Brano
╭──

Il secondo macrotema è quello civile, volto a dar conto delle aberrazioni umane, della disumanità, delle miserie, verso cui è diffusa una forte indifferente. Vi è un velato fondo ideologico in Cannavale, ma che non scade mai in faziosa partigianeria; con la tecnica di accostamenti originali il poeta compie una sovrapposizione tra la vita appagante della fanciullezza e una sensibilità sopraffina a cogliere le asprezze del presente, il non senso, le indifferenze, l’eteronomia dilagante nel mondo d’oggi.
Troviamo nel linguaggio franto e allusivo, epifanie che rendono il ricordo vivo e interagente col presente con una tecnica tutta personale di sovrapposizione di immagini, persone, fatti.
La sua voce rare volte si distende in un recitativo tranquillo, anzi procede in modo sincopato, con metafore assolute e con stile epigrammatico, come se tutto ciò che ha da dire, si risolva nel breve spazio di una illuminazione.

╰──

Estratti delle voci
╭──

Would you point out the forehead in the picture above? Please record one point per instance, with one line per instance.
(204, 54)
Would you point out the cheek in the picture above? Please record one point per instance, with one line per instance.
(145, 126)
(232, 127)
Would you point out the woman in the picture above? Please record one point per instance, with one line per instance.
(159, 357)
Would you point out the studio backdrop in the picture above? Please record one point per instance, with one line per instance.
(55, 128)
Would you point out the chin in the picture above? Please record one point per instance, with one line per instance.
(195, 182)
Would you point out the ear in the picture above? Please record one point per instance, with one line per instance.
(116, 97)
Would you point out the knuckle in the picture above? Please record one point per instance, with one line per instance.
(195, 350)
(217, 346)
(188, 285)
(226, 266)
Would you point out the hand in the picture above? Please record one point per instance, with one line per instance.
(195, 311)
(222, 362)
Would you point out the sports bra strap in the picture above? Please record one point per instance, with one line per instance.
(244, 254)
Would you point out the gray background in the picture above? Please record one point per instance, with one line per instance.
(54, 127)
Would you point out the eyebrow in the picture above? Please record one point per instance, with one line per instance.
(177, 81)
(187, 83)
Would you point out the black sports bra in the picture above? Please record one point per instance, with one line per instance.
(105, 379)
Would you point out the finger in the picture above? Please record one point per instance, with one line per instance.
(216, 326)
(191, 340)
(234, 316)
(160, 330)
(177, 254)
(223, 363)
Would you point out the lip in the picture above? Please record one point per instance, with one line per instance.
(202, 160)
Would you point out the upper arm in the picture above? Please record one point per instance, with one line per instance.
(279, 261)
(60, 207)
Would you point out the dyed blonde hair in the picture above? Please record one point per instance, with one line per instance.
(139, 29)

╰──
╭──

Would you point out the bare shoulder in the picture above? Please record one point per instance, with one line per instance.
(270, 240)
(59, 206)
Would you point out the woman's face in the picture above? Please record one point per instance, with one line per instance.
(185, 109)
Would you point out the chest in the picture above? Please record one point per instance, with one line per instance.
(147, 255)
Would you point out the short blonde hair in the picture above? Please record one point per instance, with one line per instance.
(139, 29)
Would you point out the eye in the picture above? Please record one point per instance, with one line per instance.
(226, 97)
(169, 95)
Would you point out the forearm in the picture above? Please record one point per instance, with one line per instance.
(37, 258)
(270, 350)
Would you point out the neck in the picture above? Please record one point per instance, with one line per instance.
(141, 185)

╰──

Domande
**A)** Secondo il brano sulla poesia di Cannavale, in che modo procede di solito la sua voce?
**B)** Prosegui il brano sulla poesia di Cannavale partendo dalla sua ultima frase.

Risposte
**A)** Procede in modo sincopato, con metafore assolute e con stile epigrammatico.

**B)**
Nelle liriche engagée, lo sguardo sull’oggettività è mediato dal momento letterario, col fine di parlare al cuore; ovverossia, grazie alla poesia, tentare di rovesciare quella realtà, per un’utopia, lavorando sulle corde dell’humanitas. Mi sembra che di fronte al senso tragico della storia, in cui l’uomo è vittima, Cannavale proponga la strada dell’amore, della solidarietà, dell’“I care”: «Ci vorrebbe qualcuno/per rimboccare il buio/alle notti dei randagi»; «Disumano chi impone/i chiodi della croce/ai palmi di chi non chiede/alcuna santificazione»; «Contronatura soltanto/il rigurgito nero dei flutti:/una tutina sulla battigia,/la pancia di un paese/un grande pesce muto/che ingoia tutto e tace» (il riferimento è alla pietosa immagine di Alan Kurdi?).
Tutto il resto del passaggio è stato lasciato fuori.